What you are asked to do
Copy out each line below exactly as it appears.

------------------------------------------------

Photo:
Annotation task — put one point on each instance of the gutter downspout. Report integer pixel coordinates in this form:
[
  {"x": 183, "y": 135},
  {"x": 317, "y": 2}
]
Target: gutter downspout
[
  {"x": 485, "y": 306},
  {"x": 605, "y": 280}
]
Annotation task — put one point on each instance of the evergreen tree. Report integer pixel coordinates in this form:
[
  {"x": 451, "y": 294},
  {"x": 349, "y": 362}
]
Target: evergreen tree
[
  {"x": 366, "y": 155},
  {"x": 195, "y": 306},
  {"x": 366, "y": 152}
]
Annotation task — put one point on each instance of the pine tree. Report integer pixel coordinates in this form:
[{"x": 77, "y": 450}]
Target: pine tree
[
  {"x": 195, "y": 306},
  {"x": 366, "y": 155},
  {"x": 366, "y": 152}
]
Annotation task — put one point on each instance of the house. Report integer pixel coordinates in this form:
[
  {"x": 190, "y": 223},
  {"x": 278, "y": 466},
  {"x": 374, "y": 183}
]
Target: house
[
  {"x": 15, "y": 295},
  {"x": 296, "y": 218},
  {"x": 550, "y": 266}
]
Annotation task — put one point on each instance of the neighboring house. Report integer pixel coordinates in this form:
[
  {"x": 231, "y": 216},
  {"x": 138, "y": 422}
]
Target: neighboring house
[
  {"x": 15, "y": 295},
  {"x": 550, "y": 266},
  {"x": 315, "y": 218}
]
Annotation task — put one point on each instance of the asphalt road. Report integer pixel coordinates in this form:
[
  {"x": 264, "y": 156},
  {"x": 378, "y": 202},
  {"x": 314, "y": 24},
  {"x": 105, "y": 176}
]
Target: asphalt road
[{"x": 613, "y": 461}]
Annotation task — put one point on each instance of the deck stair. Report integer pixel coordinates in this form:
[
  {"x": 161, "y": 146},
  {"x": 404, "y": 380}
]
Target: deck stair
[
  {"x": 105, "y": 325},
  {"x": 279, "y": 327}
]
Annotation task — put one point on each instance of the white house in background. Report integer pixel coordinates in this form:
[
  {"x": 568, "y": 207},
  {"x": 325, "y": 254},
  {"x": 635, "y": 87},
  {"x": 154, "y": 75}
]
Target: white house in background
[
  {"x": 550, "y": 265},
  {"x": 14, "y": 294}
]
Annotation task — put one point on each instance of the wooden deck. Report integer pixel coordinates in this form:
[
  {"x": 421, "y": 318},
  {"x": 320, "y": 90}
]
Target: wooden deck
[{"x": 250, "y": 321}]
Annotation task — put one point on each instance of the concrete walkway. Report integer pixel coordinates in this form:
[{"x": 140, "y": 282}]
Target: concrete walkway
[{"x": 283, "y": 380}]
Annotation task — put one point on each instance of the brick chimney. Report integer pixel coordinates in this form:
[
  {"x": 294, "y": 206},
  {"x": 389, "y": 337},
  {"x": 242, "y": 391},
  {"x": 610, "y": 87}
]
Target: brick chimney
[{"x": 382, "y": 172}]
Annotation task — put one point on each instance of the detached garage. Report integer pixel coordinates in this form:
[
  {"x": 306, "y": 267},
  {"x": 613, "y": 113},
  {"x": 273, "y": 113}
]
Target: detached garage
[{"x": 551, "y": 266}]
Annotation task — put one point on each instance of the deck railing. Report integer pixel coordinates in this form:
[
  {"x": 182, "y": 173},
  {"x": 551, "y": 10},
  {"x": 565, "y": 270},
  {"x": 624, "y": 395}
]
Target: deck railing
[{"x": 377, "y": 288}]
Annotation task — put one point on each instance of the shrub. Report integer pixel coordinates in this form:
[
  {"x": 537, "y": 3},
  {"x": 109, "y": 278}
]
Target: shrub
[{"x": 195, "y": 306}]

------------------------------------------------

Solution to this task
Photo:
Annotation task — put one point on each instance of the gutter downspout. Report integer pixel coordinates in this form:
[
  {"x": 183, "y": 135},
  {"x": 317, "y": 2}
]
Target: gutter downspout
[
  {"x": 485, "y": 306},
  {"x": 605, "y": 280}
]
Annotation task — put one point on each instance of the evergreen tree. Report integer pixel coordinates in this form:
[
  {"x": 451, "y": 294},
  {"x": 349, "y": 362}
]
Target: evergreen tree
[
  {"x": 366, "y": 155},
  {"x": 195, "y": 306},
  {"x": 366, "y": 152}
]
Annotation task — put one point on each instance of the pine tree. Report integer pixel coordinates in this form:
[{"x": 77, "y": 450}]
Target: pine tree
[
  {"x": 195, "y": 306},
  {"x": 366, "y": 155},
  {"x": 366, "y": 152}
]
Annotation task — put one point on each instance of the house. Report integer pixel coordinates in this form:
[
  {"x": 190, "y": 223},
  {"x": 278, "y": 466},
  {"x": 374, "y": 183}
]
Target: house
[
  {"x": 15, "y": 295},
  {"x": 296, "y": 218},
  {"x": 550, "y": 266}
]
Annotation task — put one point on each instance of the neighboring house. Report integer pixel coordinates in this form:
[
  {"x": 231, "y": 216},
  {"x": 138, "y": 422}
]
Target: neighboring house
[
  {"x": 15, "y": 295},
  {"x": 550, "y": 266},
  {"x": 315, "y": 218}
]
Annotation task — put one point on each instance of the asphalt road. Report integer pixel coordinates in this form:
[
  {"x": 264, "y": 156},
  {"x": 378, "y": 202},
  {"x": 314, "y": 24},
  {"x": 105, "y": 176}
]
Target: asphalt road
[{"x": 613, "y": 461}]
Annotation task — put one point on each instance of the deck stair. Report integer pixel coordinates in this form:
[
  {"x": 161, "y": 146},
  {"x": 404, "y": 380}
]
Target: deck stair
[
  {"x": 105, "y": 325},
  {"x": 279, "y": 327}
]
Annotation task — put one point on each instance of the white house in background. Report integer pixel coordinates in this form:
[
  {"x": 568, "y": 207},
  {"x": 325, "y": 254},
  {"x": 635, "y": 87},
  {"x": 154, "y": 75}
]
Target: white house in background
[
  {"x": 550, "y": 265},
  {"x": 14, "y": 294}
]
Annotation task — put one point on each instance of the wooden deck. Report integer pixel coordinates in this form:
[
  {"x": 421, "y": 318},
  {"x": 320, "y": 90}
]
Target: wooden deck
[{"x": 250, "y": 321}]
Annotation task — put one point on each instance of the concrete walkway. Report integer pixel coordinates in this form:
[{"x": 140, "y": 282}]
Target: concrete walkway
[{"x": 283, "y": 380}]
Annotation task — put one point on each instance of the brick chimney. Report integer pixel coordinates in this form:
[
  {"x": 294, "y": 206},
  {"x": 389, "y": 337},
  {"x": 242, "y": 391},
  {"x": 610, "y": 87}
]
Target: brick chimney
[{"x": 382, "y": 172}]
Annotation task — put one point on each instance of the detached garage. Report integer pixel coordinates in this form:
[
  {"x": 306, "y": 267},
  {"x": 613, "y": 113},
  {"x": 273, "y": 113}
]
Target: detached garage
[{"x": 551, "y": 266}]
Annotation task — put one point on each instance of the deck railing. Report integer pixel coordinates in this form:
[
  {"x": 182, "y": 173},
  {"x": 551, "y": 10},
  {"x": 565, "y": 270},
  {"x": 624, "y": 395}
]
Target: deck railing
[{"x": 377, "y": 288}]
Annotation task — put one point on each instance of the shrub. Report integer pixel coordinates in this form:
[
  {"x": 537, "y": 3},
  {"x": 109, "y": 278}
]
Target: shrub
[{"x": 195, "y": 306}]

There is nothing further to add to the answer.